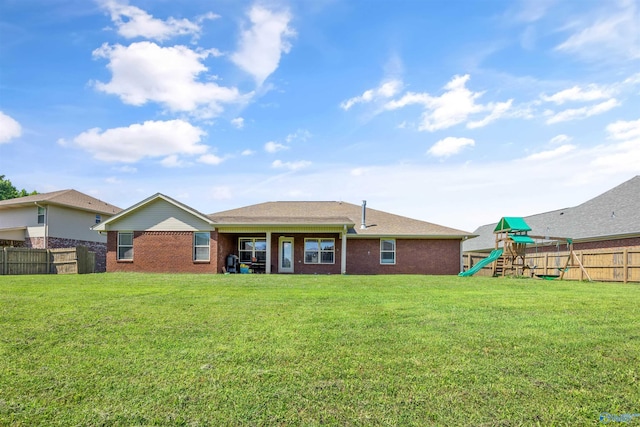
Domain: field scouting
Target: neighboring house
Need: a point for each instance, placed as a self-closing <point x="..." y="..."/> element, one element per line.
<point x="610" y="220"/>
<point x="160" y="234"/>
<point x="60" y="219"/>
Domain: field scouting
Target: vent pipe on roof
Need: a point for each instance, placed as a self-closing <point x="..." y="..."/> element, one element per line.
<point x="363" y="225"/>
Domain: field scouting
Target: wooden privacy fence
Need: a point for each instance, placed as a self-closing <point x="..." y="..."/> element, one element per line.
———
Present every line of the records above as a numbered list, skipping any blank lines. Leave the pictures out of your answer.

§ Correct response:
1. Domain: field scouting
2. Target: neighboring house
3. Need: a point for each instance, placed as a self-closing <point x="..." y="..."/> element, one element per line.
4. <point x="610" y="220"/>
5. <point x="160" y="234"/>
6. <point x="60" y="219"/>
7. Domain: field scouting
8. Target: vent pipe on roof
9. Need: a point for each instance, placed as a self-closing <point x="..." y="..."/> element, one element per line.
10. <point x="363" y="225"/>
11. Domain: field scouting
12. Target: wooden privacy fence
13. Need: a point for each instance, placed as a self-closing <point x="..." y="..."/> element, one element per line.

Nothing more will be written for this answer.